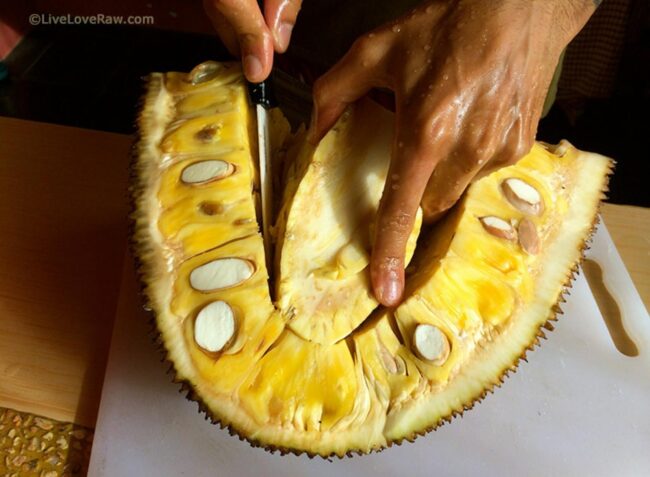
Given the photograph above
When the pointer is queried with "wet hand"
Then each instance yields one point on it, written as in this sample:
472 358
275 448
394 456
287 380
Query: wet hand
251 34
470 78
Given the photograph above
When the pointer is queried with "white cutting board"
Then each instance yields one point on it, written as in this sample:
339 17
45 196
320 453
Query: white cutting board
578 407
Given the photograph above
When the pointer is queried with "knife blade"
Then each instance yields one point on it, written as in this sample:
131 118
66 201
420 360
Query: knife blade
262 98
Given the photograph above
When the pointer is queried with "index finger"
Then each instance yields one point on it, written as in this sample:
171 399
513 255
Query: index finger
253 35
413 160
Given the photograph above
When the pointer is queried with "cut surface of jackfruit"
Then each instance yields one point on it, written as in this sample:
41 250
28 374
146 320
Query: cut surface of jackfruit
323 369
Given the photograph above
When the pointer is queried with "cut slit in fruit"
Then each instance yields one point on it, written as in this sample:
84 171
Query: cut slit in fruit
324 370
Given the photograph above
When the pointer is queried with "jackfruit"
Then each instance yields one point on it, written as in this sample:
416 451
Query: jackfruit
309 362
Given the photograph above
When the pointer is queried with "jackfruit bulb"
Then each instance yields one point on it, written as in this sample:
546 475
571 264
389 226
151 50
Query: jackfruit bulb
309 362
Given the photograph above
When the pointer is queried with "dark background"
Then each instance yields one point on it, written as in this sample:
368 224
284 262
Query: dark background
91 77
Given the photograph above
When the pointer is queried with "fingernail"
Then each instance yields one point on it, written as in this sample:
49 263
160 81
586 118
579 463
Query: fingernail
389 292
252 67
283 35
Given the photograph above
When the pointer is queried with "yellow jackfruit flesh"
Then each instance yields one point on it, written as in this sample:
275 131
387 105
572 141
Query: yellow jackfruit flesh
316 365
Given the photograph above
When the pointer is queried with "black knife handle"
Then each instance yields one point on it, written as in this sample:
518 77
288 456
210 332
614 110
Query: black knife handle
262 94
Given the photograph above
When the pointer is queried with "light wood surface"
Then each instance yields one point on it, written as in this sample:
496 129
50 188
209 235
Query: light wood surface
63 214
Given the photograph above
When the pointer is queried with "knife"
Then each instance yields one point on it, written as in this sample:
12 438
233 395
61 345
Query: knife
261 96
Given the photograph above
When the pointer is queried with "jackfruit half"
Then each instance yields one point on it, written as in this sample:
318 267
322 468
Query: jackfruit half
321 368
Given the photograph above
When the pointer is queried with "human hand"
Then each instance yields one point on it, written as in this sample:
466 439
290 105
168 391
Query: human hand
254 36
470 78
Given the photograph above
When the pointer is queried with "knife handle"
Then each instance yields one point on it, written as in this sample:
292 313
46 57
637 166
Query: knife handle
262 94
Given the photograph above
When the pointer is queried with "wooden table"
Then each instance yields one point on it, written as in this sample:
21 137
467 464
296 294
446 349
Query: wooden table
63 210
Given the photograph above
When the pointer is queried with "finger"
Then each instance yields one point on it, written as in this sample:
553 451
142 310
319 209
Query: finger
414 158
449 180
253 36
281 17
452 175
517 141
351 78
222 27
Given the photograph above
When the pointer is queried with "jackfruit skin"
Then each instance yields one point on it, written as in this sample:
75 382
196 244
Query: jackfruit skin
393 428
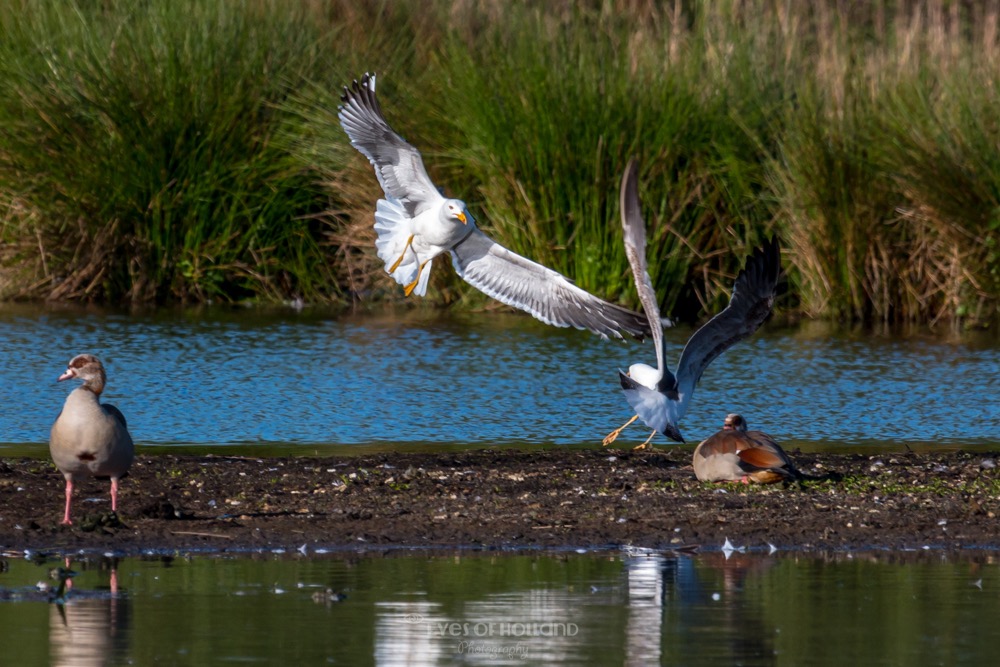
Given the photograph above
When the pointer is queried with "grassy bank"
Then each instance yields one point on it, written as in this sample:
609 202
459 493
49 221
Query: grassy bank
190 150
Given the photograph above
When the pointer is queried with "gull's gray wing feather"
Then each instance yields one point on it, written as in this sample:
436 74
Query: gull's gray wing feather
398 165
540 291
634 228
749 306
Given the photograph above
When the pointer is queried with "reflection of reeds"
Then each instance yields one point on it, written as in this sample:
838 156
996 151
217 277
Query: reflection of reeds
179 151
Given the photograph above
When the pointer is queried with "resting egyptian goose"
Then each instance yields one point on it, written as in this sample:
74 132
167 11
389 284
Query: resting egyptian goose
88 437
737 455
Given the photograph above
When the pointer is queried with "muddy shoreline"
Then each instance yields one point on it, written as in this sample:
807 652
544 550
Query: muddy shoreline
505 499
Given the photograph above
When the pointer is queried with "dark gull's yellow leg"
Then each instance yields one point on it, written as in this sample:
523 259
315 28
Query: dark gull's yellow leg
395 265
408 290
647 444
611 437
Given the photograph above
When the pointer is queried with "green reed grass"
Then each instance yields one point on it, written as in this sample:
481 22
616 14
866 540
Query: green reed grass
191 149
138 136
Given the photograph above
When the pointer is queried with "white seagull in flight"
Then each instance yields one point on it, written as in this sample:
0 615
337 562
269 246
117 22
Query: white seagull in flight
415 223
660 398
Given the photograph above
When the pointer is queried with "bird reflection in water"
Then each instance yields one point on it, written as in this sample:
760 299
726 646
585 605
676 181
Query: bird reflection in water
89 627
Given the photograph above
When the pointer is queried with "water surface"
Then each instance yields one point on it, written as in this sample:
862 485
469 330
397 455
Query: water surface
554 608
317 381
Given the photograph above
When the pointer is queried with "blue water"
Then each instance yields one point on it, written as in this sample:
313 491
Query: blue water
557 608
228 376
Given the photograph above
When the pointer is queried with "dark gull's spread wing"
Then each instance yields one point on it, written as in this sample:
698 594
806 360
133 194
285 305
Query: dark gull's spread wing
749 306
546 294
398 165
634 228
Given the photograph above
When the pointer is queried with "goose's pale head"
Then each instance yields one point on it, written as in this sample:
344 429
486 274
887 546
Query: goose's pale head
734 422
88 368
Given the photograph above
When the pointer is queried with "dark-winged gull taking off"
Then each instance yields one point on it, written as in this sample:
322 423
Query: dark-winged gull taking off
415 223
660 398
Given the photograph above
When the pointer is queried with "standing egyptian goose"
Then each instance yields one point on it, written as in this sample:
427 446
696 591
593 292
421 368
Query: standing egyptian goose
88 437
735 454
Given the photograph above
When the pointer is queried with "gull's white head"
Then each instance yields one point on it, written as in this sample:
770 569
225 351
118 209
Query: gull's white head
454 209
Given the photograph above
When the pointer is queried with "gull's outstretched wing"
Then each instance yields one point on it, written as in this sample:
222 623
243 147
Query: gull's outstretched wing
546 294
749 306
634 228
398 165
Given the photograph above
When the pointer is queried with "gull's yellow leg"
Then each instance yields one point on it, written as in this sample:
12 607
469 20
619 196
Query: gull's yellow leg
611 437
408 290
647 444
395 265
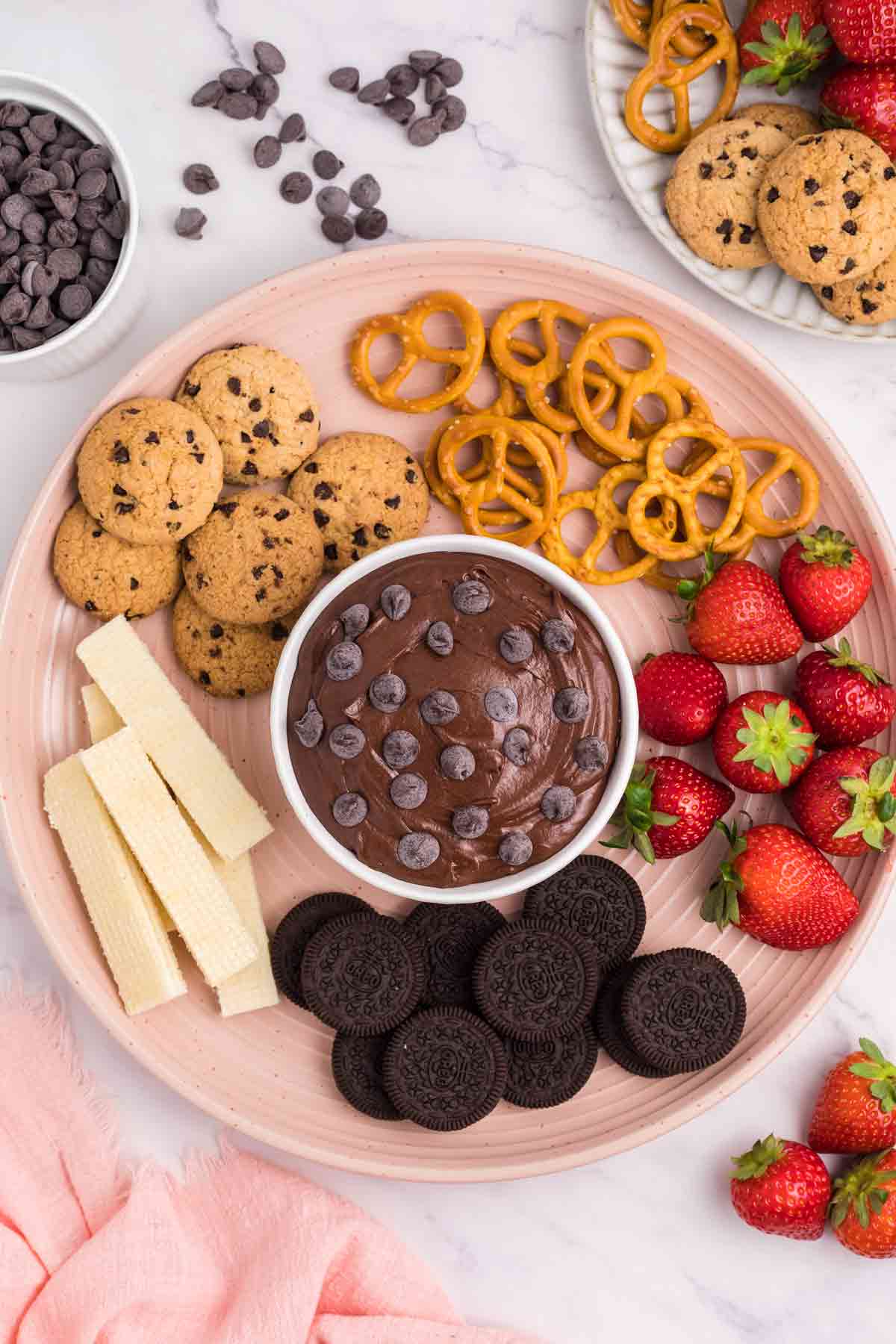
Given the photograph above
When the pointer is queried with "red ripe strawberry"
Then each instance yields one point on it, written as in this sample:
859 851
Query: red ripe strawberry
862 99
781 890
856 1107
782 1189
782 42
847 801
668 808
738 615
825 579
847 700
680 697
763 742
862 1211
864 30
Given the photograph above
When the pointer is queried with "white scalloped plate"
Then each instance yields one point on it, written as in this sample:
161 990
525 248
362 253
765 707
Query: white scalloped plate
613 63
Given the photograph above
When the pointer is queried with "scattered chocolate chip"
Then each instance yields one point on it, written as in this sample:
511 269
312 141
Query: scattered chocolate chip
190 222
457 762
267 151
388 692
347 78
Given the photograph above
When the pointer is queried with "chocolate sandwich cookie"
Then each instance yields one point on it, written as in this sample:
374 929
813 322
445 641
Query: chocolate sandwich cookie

------------------------------

> [Prompt] An exact copy of every entry above is needed, with the pictures left out.

> [Exercise solution]
Given the photograph above
When the pointer is queried with "wet hand"
Then each instance yields one point on it, written as in this sample:
472 358
275 448
394 456
287 380
Query: wet hand
251 34
470 78
Given the photograph above
When the pointer is queried with "white cutting board"
Then each instance yields one point on it, written as in this sample:
339 17
45 196
320 453
Query: white cutting board
578 407
Given the photograph above
When the pointer is queried with "knife blade"
Then each instance yields one point on it, written as in this sample:
131 118
66 201
420 360
Query: knife blade
262 98
Given the photograph above
When the pointer is queried with "index finger"
Then each instance yields one point on it, written as in this sample:
171 399
513 255
Query: index finger
253 35
413 160
Given the photograph above
When the pointer is queried with "cut surface of jackfruit"
Then each instance yields one point on it, written as in this sample:
41 250
28 374
146 320
Query: cut surface of jackfruit
323 369
Given the photograph above
When the pointer is queried with "cut slit in fruit"
Then each instance yields one point on it, written as in this sample:
84 171
Query: cut slit in fruit
324 370
Given the photograph above
When the pointer is queried with "jackfruit"
Then each instance yields one point on it, written as in this sample:
416 451
Query: jackfruit
309 362
Given the photograph above
When the pointer is queried with "jackfruit bulb"
Then each instance yields one point on it, written as in this sample:
546 475
571 264
389 226
151 50
Query: jackfruit bulb
309 362
Given the photograph above
When the pointer is queried with "dark background"
Then each instance yields one point on it, written as in this sample:
368 224
284 262
Query: dark background
91 77
Given the photograph above
When the pointer is queried with "fingernail"
Then each instance yields one point on it, written as in this sample:
49 263
160 81
586 118
579 463
Query: fingernail
389 292
252 67
283 35
Given the photograph above
When the pointer is queried with "yellow jackfruit flesh"
Then each instance yields one point on it, written as in this sample:
275 131
387 105
572 141
Query: yellow jackfruit flesh
316 365
Given the photograph above
When the pointer is queried with "black knife handle"
Then each instance yields one point on it, written as in this sample:
518 77
288 456
210 332
614 110
Query: black knife handle
262 94
Given the photograph above
When the pointer is queried with "light wood surface"
Then each instance yields one point on it, written as in this sample:
496 129
50 188
209 235
Query: light wood surface
63 214
Given the photograph above
When the pointer is queried with "knife"
Then each instance yields one point on it, written as in this sample:
12 438
233 395
61 345
Query: knife
261 96
Given the photograph above
When the pointer is queried with "jackfruit half"
Then each instance yields one point on it, written as in this sample:
318 267
322 468
Query: jackfruit half
321 368
Given the photograph above
When the pointer is queried with "human hand"
Then each instance yields one point on it, written as in this sample:
466 439
290 105
168 391
Query: human hand
254 36
470 78
Given the photograph above
When the pointer is queried with "knife handle"
Then each instance yields one point on it, written as in this sample:
292 313
46 57
637 166
Query: knife handle
262 94
Given the photograph above
When the pointer is queried with "wooden table"
Then each instance yields one point on it, written as in this sample:
21 137
467 464
296 294
446 349
Query: wooden table
63 210
Given the photograph above
When the pointer is queried with "finger"
Then each instance yields one point on it, written as in this sample:
553 451
142 310
319 209
Query: finger
414 158
449 180
253 36
281 17
452 175
517 141
351 78
222 27
Given the photograph above
When the pointer is queried with "jackfruit skin"
Then each instance yields one point on it, written as in this sample:
75 382
196 244
Query: jackfruit skin
393 428
Given the photograph above
When the pointer is queried with "grassy bank"
Then each instance yields one point on it, written as in this sample:
609 202
459 493
49 221
Query: grassy bank
190 150
Given the photograph above
When the pointer is queried with "gull's gray wing feather"
Then each instance yields one point on it, written as in this sample:
436 74
Query: gull's gray wing feather
398 165
540 291
634 228
749 306
Given the photograph above
When the pointer is queried with "reflection of reeds"
Then each instance yields one point on it, written as in this sample:
838 156
996 151
217 277
Query: reflection of reeds
179 151
Given the photograph above
When the pointer is queried with "resting egyptian goose"
Then each instance yields one point on it, written as in this sample:
74 132
167 11
389 284
Query: resting egyptian goose
88 437
737 455
Given the photograph above
When the pointer is queried with "muddy shoreline"
Then each instance yields one point on it, written as in this sample:
807 652
544 550
Query: muddy shoreline
505 499
Given the photograph above
When the pointer is queried with "dark gull's yellow leg"
Then each instance yields one point on it, written as in this sample:
523 259
315 28
Query: dark gull's yellow leg
395 265
408 290
647 444
611 437
Given the photograph above
When the pointer is queried with "green reed grass"
Then each instance yields one point on it, written as in this sample:
481 22
616 14
866 540
Query: green reed grass
191 149
138 136
Given the photograph above
When the pointer is queried with "white seagull in flight"
Then each instance yields one point on it, written as in this sample:
0 615
337 562
269 246
117 22
Query: white seagull in flight
415 223
660 398
Given the photograph above
When the pointer is queried with "bird reflection in water"
Then each instance yields one point on it, written as in this sample:
760 299
726 646
585 605
676 181
Query: bird reflection in water
89 627
Given the photograph above
When the pointer is queried with "water surface"
Then each instance yields one point on it, written as in this sample:
862 485
469 330
397 455
Query: water surface
554 608
317 381
Given the photograph above
When the pointer is queried with "blue water"
Then each instance yields one point on it, written as in this sample:
313 491
Query: blue water
557 608
228 376
Given the photograph above
When the pointer is queried with "dark gull's spread wing"
Then each instance yields one point on it, written as in this sample:
698 594
806 360
133 194
285 305
Query: dark gull's spread wing
749 306
546 294
398 165
634 228
Given the photograph above
When the pointer is queried with "goose's pale head"
Then each instance yields one point on it, written as in this sample:
344 429
486 274
887 546
Query: goose's pale head
734 422
88 368
Given the photograph above
When the pointer is queried with "dark-winged gull taking off"
Then each instance yields one point on it, written as in this sample:
322 423
Query: dark-winged gull taking off
415 223
660 398
Given the photograph above
When the pointer is queried with "standing egyptian goose"
Then each instance yields one point on it, written as in this sample:
427 446
696 591
593 292
421 368
Query: standing egyptian goose
88 437
735 454
Given the photograph above
When the pointer is queried with "gull's white head"
Then each instance yields one point on it, written as in this sample:
770 569
225 351
118 209
Query: gull's white head
454 209
Given the photograph above
When the pointer is queried with "gull's outstretched wing"
Then each instance yields one point on it, written as in this sample:
222 623
243 147
Query: gull's outstretched wing
546 294
749 306
634 228
398 165
Given the photograph above
When the pointer is queried with "gull's yellow leg"
Then each instance yields one point on it, written as in this sample:
12 607
469 20
619 196
Query: gull's yellow leg
611 437
408 290
647 444
395 265
Given the photograph above
When the pointer is queried with "red ripe strawberry"
Then each instance yields one point on it, written as in this sample:
859 851
Query: red ripe strawberry
862 99
781 890
856 1107
782 1189
782 42
847 801
668 808
738 615
825 579
847 700
680 697
763 742
862 1211
864 30
Given the photograph above
When the pointer is queried with "white scalloped plate"
Then each instance yields one point on it, written as in this sample:
161 990
525 248
362 253
765 707
Query: white scalloped plate
613 63
Given the photograph above
When the pointer is queried with "scattered chocolate chip"
Then each instance yields one point on it, written as in this sample:
511 269
312 141
Query: scattered chocolate chip
190 222
457 762
267 151
388 692
347 78
Given the photograph above
When the pointer is queried with "chocolate sandwich cookie"
Then each instance yields one point on it, written as in this sample:
374 929
813 322
445 641
Query: chocolate sandwich cookie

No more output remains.